Кристина Андрианова- Книга. “НЕМАН” В “МЕЛАНХОЛИИ”. И НАОБОРОТ

Екатерина Мантурова, Игорь Голубь. Неман. – Калининград: Смартбукс, 2019.
Мирослава Бессонова. Меланхолия. – Уфа: Китап, 2019.

Прошедший 2019 год для многих (в первую очередь, уфимских) литераторов без преувеличения стал в хорошем смысле настоящим книгопадом русскоязычных изданий: на свет появились (у кого очередные, у кого – первые) литературные детища Наталии Санниковой, Владимира Кузьмичева, Светланы Смирновой (аж две книги), «прощальный» сборник ныне нижегородки Алины Гребешковой. Не сомневаюсь, что подробнее о них расскажут позже (а частично уже рассказали в прочих СМИ). Остановлюсь на том, что успела прочесть и проанализировать в спрессованное декретное время – на «Меланхолии» Мирославы Бессоновой («Китап», серия «Голоса молодых») и – сюрприз для республиканского читателя – «Немане» калининградских поэтов Екатерины Мантуровой и Игоря Голубя. «Само собой, – скажете вы, – Бессонова – поэтесса уфимского разлива; но при чем тут калининградцы?». Во-первых, всегда интересно почитать, так сказать, российских других – иную поэтическую школу, если хотите. Тем паче, когда авторы, присылая книгу, и не рассчитывали на какой-либо анализ (ан нет – он еще и в стиле их соотечественника Канта… шутка).

*Список задач*.
a: В какой серии издательства «Китап» вышла «Меланхолия» Мирославы Бессоновой, если верить рецензии?
b: Продолжите рецензию на сборники «Неман» и «Меланхолия» начиная со следующего после последнего предложения места.

(Сохранённые позиции)
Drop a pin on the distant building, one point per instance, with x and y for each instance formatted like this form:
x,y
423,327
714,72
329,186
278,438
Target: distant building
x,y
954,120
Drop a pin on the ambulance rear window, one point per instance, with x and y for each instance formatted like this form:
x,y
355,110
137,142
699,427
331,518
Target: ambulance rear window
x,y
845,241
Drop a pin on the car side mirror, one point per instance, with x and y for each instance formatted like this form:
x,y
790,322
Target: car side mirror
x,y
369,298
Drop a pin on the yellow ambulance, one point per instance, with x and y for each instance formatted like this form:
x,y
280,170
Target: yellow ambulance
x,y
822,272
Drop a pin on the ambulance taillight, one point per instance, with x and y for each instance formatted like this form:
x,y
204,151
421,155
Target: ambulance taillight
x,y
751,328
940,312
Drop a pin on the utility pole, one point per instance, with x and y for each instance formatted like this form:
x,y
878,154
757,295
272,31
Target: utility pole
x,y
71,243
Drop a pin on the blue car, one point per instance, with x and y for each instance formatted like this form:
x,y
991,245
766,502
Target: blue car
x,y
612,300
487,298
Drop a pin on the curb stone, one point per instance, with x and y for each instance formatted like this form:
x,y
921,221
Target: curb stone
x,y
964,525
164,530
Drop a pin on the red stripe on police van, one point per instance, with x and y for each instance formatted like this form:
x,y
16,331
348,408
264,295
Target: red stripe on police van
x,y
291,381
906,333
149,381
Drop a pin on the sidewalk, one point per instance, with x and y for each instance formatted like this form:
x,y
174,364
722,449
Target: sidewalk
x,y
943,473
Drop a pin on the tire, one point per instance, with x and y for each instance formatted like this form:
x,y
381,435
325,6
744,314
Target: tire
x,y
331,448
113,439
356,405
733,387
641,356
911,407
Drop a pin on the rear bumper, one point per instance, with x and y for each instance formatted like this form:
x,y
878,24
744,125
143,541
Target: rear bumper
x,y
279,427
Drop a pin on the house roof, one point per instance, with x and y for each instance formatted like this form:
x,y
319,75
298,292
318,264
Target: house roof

*Письменные ответы*.
a: В серии «Голоса молодых».

b:
Что же, во-вторых – думаю, всем станет ясно в конце этого отзыва.
Потому начнем, пожалуй, с балтийского «Немана», а «Меланхолию» оставим на прочие зимние вечера (то бишь для следующего журнального номера).

1. «Неман»

Мантурова и Голубь – супруги, чьи произведения, объединенные отеческой темой, представлены под одной обложкой в символически равной пропорции. Поэтическое равенство полов начинается с женской гражданской и философской лирики, – но это вовсе не значит, что нужно готовить платочки и валерьянку. Вот тебе в первом же стихотворении Екатерины и образ цветка на дороге – выжившего старшины, и «товарняка стальная саранча», и мазутные метастазы, и вспоротый воздух (в другом произведении «Машины вспорют стену за стеной, / Как кости, передавят каждый камень»)… В общем, вполне себе железный слог с ярким, натуралистическим образом живого города. Который подтверждают дальнейшие «мечи цветов-гладиолусов», лучники, патронташи каштанов, павший рыцарь Рагнит (кто не знает – неманская крепость), латы которого люди растаскивают «по кирпичу», даже отсылки к местному криминальному скандалу из недалекого прошлого («винеровский процесс»), и другие совершенно бойцовые мотивы. Как-никак – старый орденский замок – и город в целом.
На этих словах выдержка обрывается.